--- 文档摘录 ---
[ABC261E] Many Operations

Problem Statement

We have a variable \(X\) and \(N\) kinds of operations that change the value of \(X\). Operation \(i\) is represented as a pair of integers \((T_i,A_i)\), and is the following operation:

• if \(T_i=1\), it replaces the value of \(X\) with \(X\) and \(A_i\);
• if \(T_i=2\), it replaces the value of \(X\) with \(X\) or \(A_i\);
• if \(T_i=3\),, it replaces the value of X with X xor \(A_i\).

--- 任务要求 ---
1 - 请把题目描述中从“Problem Statement”起到“X xor \(A_i\).”为止（含首尾）的部分重写一遍，并将其中的“replaces”一律替换为“overwrites”。
2 - 根据题目描述，说明操作 i 在什么条件下会把 X 的值替换为 X xor A_i。

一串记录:

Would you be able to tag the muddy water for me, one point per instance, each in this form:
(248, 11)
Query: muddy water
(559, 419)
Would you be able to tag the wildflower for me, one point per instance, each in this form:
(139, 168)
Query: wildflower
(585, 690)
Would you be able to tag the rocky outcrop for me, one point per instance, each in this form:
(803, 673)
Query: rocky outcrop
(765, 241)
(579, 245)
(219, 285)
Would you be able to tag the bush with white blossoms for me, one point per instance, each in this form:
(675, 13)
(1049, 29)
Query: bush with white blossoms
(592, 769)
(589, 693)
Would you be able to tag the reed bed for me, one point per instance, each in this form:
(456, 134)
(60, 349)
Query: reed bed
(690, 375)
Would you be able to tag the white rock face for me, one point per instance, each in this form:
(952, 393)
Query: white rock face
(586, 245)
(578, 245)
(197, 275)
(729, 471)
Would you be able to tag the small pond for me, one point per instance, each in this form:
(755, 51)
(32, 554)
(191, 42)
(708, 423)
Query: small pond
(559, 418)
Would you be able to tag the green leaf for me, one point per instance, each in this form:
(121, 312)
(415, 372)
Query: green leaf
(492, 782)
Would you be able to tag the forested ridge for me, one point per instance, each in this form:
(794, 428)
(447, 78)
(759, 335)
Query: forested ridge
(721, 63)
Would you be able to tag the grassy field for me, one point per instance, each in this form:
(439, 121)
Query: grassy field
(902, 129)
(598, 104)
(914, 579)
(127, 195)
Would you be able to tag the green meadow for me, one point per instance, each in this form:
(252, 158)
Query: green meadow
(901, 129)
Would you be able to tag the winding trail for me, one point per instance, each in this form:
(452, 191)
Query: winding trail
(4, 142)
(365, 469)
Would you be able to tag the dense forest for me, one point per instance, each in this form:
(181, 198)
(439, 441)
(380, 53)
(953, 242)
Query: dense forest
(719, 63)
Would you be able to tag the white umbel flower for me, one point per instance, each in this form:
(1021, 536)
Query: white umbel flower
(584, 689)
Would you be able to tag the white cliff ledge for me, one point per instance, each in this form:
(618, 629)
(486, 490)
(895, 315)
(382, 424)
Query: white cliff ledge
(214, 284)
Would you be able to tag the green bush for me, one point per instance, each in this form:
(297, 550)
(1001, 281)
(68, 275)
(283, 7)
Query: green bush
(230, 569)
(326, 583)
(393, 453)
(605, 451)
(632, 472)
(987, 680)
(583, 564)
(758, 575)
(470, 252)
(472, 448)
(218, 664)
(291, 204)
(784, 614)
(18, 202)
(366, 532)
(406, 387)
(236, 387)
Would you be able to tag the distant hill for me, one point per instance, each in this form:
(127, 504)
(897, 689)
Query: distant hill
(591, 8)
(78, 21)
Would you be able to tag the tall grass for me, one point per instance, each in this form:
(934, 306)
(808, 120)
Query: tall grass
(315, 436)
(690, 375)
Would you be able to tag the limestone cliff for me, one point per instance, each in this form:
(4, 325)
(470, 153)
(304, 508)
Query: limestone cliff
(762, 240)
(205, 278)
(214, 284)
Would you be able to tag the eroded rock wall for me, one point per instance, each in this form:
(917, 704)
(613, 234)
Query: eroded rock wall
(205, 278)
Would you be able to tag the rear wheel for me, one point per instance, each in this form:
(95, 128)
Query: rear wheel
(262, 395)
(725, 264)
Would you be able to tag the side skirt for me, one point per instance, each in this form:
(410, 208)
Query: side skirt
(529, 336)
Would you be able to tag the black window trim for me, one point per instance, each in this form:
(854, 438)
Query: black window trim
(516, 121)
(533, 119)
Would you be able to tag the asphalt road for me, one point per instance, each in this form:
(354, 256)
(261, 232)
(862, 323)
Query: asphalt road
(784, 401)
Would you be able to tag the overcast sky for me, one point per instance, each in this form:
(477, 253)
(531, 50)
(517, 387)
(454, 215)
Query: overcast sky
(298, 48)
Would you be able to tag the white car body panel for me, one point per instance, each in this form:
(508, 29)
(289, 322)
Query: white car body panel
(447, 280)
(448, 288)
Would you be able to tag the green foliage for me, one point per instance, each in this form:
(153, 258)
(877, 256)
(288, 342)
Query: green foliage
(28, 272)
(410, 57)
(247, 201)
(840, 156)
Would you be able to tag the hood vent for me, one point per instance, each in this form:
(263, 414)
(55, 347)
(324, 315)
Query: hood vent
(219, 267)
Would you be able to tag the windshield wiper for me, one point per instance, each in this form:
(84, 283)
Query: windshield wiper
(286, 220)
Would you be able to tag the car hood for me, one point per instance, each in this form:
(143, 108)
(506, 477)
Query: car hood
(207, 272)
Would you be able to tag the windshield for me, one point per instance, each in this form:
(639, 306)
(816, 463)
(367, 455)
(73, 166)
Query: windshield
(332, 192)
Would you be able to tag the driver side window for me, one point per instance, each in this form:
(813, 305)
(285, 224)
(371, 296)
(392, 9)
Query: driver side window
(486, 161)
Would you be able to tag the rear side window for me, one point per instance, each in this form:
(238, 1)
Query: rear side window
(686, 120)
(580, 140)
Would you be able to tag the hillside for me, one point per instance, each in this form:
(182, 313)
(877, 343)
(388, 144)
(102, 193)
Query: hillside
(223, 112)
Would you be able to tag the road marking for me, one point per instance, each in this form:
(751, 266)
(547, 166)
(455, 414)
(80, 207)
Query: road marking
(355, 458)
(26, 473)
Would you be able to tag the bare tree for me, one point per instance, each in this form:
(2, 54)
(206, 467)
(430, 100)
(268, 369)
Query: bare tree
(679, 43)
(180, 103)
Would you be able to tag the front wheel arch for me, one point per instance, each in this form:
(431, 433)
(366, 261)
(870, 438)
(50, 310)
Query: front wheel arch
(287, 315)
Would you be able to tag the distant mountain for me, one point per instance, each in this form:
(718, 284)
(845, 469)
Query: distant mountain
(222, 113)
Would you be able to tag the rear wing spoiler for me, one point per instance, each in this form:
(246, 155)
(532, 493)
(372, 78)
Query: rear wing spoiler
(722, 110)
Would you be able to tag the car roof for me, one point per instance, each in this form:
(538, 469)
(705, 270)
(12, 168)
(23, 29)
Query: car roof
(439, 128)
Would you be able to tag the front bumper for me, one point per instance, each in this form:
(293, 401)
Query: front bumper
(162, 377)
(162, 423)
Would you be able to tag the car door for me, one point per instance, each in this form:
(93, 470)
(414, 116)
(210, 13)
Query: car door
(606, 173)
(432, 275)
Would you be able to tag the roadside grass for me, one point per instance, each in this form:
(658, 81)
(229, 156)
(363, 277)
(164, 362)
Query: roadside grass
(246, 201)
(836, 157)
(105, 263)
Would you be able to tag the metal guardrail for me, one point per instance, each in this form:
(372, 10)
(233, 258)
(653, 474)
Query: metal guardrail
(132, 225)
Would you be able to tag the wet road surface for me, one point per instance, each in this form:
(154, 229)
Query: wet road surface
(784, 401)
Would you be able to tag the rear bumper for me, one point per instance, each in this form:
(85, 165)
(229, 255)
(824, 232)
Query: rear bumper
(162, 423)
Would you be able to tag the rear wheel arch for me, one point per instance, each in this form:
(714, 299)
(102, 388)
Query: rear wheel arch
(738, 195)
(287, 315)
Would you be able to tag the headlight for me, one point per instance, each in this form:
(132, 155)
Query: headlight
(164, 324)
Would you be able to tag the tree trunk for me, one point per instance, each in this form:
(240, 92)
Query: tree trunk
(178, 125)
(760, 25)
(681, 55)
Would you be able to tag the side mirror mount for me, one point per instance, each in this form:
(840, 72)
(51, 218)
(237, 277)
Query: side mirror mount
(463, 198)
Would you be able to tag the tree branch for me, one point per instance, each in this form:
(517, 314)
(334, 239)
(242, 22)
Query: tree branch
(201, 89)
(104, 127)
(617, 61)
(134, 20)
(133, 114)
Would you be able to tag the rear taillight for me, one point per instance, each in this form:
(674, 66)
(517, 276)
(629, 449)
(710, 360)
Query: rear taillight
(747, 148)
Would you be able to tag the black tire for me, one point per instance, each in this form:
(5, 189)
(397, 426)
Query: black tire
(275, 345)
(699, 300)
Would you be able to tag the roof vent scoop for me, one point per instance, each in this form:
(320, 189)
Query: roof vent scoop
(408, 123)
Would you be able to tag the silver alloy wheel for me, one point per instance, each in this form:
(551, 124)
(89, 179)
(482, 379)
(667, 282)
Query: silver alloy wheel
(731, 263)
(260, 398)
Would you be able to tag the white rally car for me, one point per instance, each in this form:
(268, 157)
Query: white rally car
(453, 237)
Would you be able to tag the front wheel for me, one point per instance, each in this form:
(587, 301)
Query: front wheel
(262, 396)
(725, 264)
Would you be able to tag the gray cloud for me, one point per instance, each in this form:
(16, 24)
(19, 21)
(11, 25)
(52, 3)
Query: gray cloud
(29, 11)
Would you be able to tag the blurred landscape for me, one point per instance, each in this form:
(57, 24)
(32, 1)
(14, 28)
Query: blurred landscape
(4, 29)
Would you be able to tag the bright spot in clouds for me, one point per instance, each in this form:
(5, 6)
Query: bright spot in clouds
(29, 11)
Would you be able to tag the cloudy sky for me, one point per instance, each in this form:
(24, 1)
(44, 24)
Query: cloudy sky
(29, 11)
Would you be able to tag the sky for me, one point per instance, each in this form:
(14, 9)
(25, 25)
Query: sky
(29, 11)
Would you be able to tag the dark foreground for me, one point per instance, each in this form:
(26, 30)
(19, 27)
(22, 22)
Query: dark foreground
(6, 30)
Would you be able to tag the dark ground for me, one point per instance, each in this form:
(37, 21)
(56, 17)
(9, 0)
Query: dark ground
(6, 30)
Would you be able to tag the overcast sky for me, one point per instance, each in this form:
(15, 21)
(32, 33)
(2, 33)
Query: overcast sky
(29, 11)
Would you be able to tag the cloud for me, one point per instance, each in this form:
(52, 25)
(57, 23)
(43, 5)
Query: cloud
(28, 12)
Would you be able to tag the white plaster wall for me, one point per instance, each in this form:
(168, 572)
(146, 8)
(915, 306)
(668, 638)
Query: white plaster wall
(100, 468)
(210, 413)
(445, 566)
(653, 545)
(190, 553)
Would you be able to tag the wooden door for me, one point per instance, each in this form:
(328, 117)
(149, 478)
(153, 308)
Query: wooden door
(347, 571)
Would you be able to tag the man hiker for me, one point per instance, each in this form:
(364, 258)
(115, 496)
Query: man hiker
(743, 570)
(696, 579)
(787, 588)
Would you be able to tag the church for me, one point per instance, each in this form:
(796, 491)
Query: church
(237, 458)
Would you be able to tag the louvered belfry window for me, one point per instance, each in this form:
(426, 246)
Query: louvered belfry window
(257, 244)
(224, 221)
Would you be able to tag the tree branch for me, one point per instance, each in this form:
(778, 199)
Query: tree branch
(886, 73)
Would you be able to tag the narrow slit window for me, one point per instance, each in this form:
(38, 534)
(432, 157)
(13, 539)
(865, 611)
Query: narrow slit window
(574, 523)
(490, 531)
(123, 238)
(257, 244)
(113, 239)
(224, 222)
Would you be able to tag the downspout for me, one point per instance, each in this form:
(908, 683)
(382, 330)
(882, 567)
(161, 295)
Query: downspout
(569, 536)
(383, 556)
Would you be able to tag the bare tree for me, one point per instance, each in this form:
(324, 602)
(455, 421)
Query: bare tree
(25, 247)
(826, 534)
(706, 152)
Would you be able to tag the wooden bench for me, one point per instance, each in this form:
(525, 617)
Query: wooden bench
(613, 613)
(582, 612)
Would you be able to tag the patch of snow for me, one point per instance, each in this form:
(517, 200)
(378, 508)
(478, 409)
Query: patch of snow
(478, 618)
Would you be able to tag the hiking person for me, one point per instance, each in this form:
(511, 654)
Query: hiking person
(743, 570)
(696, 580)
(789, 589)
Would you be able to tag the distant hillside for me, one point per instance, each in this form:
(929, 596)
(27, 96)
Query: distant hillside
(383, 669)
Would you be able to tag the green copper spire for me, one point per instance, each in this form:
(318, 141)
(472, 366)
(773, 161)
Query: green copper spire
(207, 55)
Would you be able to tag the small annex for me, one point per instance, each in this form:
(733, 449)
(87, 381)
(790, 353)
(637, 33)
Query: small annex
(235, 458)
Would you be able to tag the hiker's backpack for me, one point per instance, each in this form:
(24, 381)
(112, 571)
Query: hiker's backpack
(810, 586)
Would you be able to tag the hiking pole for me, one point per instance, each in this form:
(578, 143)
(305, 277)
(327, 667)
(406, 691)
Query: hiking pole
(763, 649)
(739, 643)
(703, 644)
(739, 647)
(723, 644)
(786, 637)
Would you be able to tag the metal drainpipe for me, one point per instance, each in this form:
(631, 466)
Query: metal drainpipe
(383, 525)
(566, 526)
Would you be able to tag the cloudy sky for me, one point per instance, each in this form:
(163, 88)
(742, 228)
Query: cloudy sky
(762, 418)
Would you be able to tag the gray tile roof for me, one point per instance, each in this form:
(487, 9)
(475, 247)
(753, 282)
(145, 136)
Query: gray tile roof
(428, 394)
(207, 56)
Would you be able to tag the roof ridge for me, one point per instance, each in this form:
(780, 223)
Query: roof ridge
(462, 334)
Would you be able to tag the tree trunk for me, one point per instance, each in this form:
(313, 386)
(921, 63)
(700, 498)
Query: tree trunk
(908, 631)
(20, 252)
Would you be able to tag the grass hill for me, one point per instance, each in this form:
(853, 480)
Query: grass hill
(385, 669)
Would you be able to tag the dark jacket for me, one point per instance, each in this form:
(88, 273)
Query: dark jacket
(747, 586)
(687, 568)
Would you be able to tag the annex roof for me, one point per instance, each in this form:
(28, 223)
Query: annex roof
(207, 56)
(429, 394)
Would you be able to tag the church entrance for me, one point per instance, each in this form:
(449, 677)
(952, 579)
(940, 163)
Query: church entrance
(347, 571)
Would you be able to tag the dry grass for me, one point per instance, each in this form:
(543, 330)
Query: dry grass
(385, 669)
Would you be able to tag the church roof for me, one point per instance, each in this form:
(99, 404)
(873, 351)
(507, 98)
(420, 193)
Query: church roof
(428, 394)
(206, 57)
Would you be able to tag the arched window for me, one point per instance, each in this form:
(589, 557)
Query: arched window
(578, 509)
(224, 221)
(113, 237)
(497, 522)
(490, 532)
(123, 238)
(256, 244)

--- 逐题答案 ---
1 -
Problem Statement

We have a variable \(X\) and \(N\) kinds of operations that change the value of \(X\). Operation \(i\) is represented as a pair of integers \((T_i,A_i)\), and is the following operation:

• if \(T_i=1\), it overwrites the value of \(X\) with \(X\) and \(A_i\);
• if \(T_i=2\), it overwrites the value of \(X\) with \(X\) or \(A_i\);
• if \(T_i=3\),, it overwrites the value of X with X xor \(A_i\).

2 - 当 T_i=3 时，操作 i 会把 X 的值替换为 X xor A_i。